> Given records
************

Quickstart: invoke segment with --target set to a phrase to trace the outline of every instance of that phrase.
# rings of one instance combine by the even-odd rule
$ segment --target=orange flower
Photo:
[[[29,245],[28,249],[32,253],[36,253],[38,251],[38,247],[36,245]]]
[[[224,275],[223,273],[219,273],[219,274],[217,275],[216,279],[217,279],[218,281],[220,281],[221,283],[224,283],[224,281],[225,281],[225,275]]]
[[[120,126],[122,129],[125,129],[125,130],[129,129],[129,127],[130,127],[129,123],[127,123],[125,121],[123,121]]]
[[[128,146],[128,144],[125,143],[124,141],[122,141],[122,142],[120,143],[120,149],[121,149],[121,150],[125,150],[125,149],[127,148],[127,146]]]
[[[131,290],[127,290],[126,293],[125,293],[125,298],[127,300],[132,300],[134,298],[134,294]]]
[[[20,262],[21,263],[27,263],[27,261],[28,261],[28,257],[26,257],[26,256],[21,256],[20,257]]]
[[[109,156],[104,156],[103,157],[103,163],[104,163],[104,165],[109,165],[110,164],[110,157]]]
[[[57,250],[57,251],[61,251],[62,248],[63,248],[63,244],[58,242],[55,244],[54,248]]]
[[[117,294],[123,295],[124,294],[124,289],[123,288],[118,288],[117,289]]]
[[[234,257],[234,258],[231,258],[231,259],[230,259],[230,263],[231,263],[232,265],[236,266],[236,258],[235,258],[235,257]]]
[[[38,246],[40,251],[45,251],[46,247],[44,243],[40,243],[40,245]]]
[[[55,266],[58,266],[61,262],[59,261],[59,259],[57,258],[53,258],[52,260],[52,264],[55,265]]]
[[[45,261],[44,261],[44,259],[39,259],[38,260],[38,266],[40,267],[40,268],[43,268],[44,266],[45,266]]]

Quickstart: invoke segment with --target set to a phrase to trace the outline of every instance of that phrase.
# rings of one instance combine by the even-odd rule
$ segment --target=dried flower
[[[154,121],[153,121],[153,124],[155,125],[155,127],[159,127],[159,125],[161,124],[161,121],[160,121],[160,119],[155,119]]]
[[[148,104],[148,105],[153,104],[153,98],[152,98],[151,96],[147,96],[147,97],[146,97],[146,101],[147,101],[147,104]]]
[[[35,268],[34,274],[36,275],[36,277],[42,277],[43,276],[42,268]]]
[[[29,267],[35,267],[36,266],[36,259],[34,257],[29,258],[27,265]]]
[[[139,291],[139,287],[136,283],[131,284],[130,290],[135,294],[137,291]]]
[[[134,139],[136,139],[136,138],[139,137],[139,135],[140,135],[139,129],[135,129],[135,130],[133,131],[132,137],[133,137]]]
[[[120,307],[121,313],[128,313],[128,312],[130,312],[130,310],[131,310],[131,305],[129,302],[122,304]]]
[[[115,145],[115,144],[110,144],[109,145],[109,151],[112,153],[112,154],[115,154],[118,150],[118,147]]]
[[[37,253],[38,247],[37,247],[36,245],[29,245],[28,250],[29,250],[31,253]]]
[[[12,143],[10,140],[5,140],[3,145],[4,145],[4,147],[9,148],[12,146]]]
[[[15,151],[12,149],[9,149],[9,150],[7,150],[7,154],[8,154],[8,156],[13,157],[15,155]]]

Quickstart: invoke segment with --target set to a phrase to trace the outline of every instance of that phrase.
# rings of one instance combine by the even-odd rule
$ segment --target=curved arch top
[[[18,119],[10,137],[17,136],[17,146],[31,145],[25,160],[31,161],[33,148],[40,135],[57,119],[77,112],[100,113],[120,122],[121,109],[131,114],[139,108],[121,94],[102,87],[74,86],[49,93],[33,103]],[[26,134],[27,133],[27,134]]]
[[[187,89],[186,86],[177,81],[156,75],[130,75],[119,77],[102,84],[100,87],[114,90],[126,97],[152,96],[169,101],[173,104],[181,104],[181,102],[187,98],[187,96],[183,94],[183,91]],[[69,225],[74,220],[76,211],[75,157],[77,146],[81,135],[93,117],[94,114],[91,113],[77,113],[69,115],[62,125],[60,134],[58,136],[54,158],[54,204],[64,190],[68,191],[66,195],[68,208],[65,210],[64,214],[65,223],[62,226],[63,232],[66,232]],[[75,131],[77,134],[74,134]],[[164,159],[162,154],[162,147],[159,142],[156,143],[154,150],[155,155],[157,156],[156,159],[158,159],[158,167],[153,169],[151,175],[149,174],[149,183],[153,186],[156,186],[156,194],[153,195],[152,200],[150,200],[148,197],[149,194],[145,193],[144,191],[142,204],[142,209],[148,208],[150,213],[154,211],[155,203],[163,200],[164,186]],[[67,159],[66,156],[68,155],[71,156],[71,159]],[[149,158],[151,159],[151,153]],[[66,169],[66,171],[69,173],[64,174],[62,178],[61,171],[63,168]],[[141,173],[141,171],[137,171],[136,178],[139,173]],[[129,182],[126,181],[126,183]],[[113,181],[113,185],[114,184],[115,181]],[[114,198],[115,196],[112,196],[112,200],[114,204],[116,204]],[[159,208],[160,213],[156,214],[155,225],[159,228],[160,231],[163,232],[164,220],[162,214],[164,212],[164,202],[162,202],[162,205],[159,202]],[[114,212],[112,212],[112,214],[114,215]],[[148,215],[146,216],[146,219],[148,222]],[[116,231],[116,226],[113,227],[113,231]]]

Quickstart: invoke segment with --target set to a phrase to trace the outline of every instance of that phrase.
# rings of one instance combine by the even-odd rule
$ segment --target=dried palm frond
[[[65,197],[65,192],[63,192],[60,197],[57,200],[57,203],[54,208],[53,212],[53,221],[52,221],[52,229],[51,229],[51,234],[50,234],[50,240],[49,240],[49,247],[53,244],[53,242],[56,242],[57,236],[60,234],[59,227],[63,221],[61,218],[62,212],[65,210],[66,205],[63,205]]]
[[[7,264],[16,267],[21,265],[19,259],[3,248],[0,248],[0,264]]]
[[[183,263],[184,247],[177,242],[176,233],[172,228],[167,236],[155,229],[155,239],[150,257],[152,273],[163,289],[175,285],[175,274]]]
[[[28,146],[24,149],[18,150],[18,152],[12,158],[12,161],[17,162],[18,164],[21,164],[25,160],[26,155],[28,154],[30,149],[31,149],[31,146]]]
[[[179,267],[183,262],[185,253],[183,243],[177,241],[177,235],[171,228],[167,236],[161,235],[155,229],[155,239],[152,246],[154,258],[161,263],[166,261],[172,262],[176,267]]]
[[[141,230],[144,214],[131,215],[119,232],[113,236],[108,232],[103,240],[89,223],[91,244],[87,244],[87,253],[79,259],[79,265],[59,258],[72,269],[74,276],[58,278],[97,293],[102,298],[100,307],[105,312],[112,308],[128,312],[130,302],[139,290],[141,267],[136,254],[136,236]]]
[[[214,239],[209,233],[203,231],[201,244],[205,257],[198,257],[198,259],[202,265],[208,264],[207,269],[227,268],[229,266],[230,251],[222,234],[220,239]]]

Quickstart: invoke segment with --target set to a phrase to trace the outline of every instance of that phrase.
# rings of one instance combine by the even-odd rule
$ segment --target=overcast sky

************

Repeat the listing exactly, from its first line to its last.

> Reply
Quickstart: invoke segment with --target set to a phrase to trace the outline of every instance of that phrase.
# rings of one instance combine by the even-odd rule
$ segment --target=orange flower
Photo:
[[[29,245],[28,249],[32,253],[36,253],[38,251],[38,247],[36,245]]]
[[[224,275],[223,273],[219,273],[219,274],[217,275],[216,279],[217,279],[218,281],[220,281],[221,283],[224,283],[224,281],[225,281],[225,275]]]
[[[120,126],[122,129],[125,129],[125,130],[129,129],[129,127],[130,127],[129,123],[127,123],[125,121],[123,121]]]
[[[128,146],[128,144],[125,143],[124,141],[122,141],[122,142],[120,143],[120,149],[121,149],[121,150],[125,150],[125,149],[127,148],[127,146]]]
[[[131,290],[127,290],[126,293],[125,293],[125,298],[127,300],[132,300],[134,298],[134,294]]]
[[[20,262],[21,263],[27,263],[27,261],[28,261],[28,257],[26,257],[26,256],[21,256],[20,257]]]
[[[109,156],[104,156],[103,157],[103,163],[104,163],[104,165],[109,165],[110,164],[110,157]]]
[[[57,250],[57,251],[61,251],[62,248],[63,248],[63,244],[58,242],[55,244],[54,248]]]
[[[117,294],[123,295],[124,294],[124,289],[123,288],[118,288],[117,289]]]
[[[234,257],[234,258],[231,258],[231,259],[230,259],[230,263],[231,263],[232,265],[236,266],[236,258],[235,258],[235,257]]]
[[[38,246],[40,251],[45,251],[46,247],[44,243],[40,243],[40,245]]]
[[[55,266],[58,266],[61,262],[59,261],[59,259],[57,258],[53,258],[52,260],[52,264],[55,265]]]
[[[45,261],[44,261],[44,259],[39,259],[38,260],[38,266],[40,267],[40,268],[43,268],[44,266],[45,266]]]

Quickstart: invoke segment with --target set to a phrase to trace the outline of every instance of that phrase.
# rings of one instance combine by the even-odd rule
$ segment --target=dried flower
[[[154,121],[153,121],[153,124],[155,125],[155,127],[159,127],[159,125],[161,124],[161,121],[160,121],[160,119],[155,119]]]
[[[148,104],[148,105],[153,104],[153,98],[152,98],[151,96],[147,96],[147,97],[146,97],[146,101],[147,101],[147,104]]]
[[[35,268],[34,274],[36,275],[36,277],[42,277],[43,276],[42,268]]]
[[[29,267],[35,267],[36,266],[36,259],[34,257],[29,258],[27,265]]]
[[[139,291],[139,287],[136,283],[131,284],[130,290],[135,294],[137,291]]]
[[[134,139],[136,139],[136,138],[139,137],[139,135],[140,135],[139,129],[135,129],[135,130],[133,131],[132,137],[133,137]]]
[[[120,307],[121,313],[128,313],[128,312],[130,312],[130,310],[131,310],[131,305],[129,302],[122,304]]]
[[[115,145],[115,144],[110,144],[109,145],[109,151],[112,153],[112,154],[115,154],[118,150],[118,147]]]
[[[37,253],[38,247],[37,247],[36,245],[29,245],[28,250],[29,250],[31,253]]]
[[[12,143],[10,140],[5,140],[3,145],[4,145],[4,147],[9,148],[12,146]]]
[[[15,151],[12,149],[9,149],[9,150],[7,150],[7,154],[8,154],[8,156],[13,157],[15,155]]]

Quickstart: invoke segment with --target set to a phrase to trace the outline of every instance of that phrase.
# rings of one instance combine by the even-odd rule
$ segment --target=curved arch top
[[[18,119],[10,137],[17,136],[17,146],[31,145],[25,160],[31,161],[33,148],[40,135],[57,119],[77,112],[100,113],[120,122],[121,109],[131,114],[139,108],[121,94],[102,87],[74,86],[49,93],[33,103]],[[26,134],[27,133],[27,134]]]
[[[187,89],[186,86],[177,81],[156,75],[130,75],[119,77],[102,84],[100,87],[114,90],[126,97],[152,96],[169,101],[173,104],[181,104],[181,102],[187,98],[187,96],[183,94],[183,91]],[[69,225],[74,220],[76,211],[75,157],[77,146],[81,135],[93,117],[94,114],[91,113],[77,113],[69,115],[62,125],[60,134],[58,136],[54,158],[54,204],[64,190],[68,191],[66,195],[68,208],[65,210],[64,214],[65,223],[62,226],[63,232],[66,232]],[[75,131],[77,134],[74,134]],[[164,159],[162,154],[162,147],[159,142],[156,143],[154,150],[155,155],[157,156],[156,159],[158,159],[158,167],[153,169],[151,175],[149,174],[149,183],[153,186],[156,186],[156,194],[153,195],[152,200],[150,200],[148,197],[149,194],[145,193],[144,191],[142,204],[142,209],[148,208],[150,213],[154,211],[155,203],[163,200],[164,186]],[[67,159],[66,156],[68,155],[71,156],[71,159]],[[149,158],[151,159],[151,153]],[[66,169],[66,171],[69,173],[64,174],[62,178],[61,171],[63,168]],[[141,173],[141,171],[137,171],[136,178],[139,173]],[[129,182],[126,181],[126,183]],[[113,181],[113,185],[114,184],[115,181]],[[114,198],[115,196],[112,196],[112,200],[114,204],[116,204]],[[159,208],[160,213],[156,214],[155,225],[159,228],[160,231],[163,232],[164,220],[162,214],[164,212],[164,202],[162,202],[162,205],[159,202]],[[114,212],[112,212],[112,214],[114,215]],[[148,215],[146,216],[146,219],[148,222]],[[116,231],[116,226],[113,227],[113,231]]]

Quickstart: invoke segment with --target set to a phrase to trace the outline of every instance of that phrase.
# rings of one instance combine by the even-odd rule
$ segment --target=dried palm frond
[[[65,197],[65,192],[63,192],[60,197],[57,200],[57,203],[54,208],[53,212],[53,221],[52,221],[52,229],[51,229],[51,234],[50,234],[50,240],[49,240],[49,247],[53,244],[53,242],[56,242],[57,236],[60,234],[59,227],[63,221],[61,218],[62,212],[65,210],[66,205],[63,205]]]
[[[7,264],[16,267],[21,265],[19,259],[3,248],[0,248],[0,264]]]
[[[183,263],[184,247],[177,242],[176,233],[172,228],[167,236],[155,229],[155,239],[150,257],[152,273],[163,289],[175,285],[175,274]]]
[[[28,146],[24,149],[18,150],[18,152],[12,158],[12,161],[17,162],[18,164],[21,164],[25,160],[26,155],[28,154],[30,149],[31,149],[31,146]]]
[[[179,267],[183,262],[185,253],[183,243],[177,241],[177,235],[171,228],[167,236],[161,235],[155,229],[155,239],[152,246],[154,258],[161,263],[166,261],[172,262],[176,267]]]
[[[141,230],[144,214],[131,215],[119,232],[113,236],[108,232],[103,240],[89,223],[91,244],[87,244],[87,253],[79,259],[79,265],[59,258],[72,269],[74,276],[58,278],[97,293],[102,298],[100,307],[105,312],[112,308],[128,312],[130,302],[139,290],[141,267],[136,254],[136,236]]]
[[[214,239],[209,233],[203,231],[201,244],[205,257],[198,257],[198,259],[202,265],[208,264],[207,269],[227,268],[229,266],[230,251],[222,234],[220,239]]]

Quickstart: invoke segment with --target set to a phrase to trace the outline of every instance of that phrase.
# rings of one instance combine by the even-odd rule
$ segment --target=overcast sky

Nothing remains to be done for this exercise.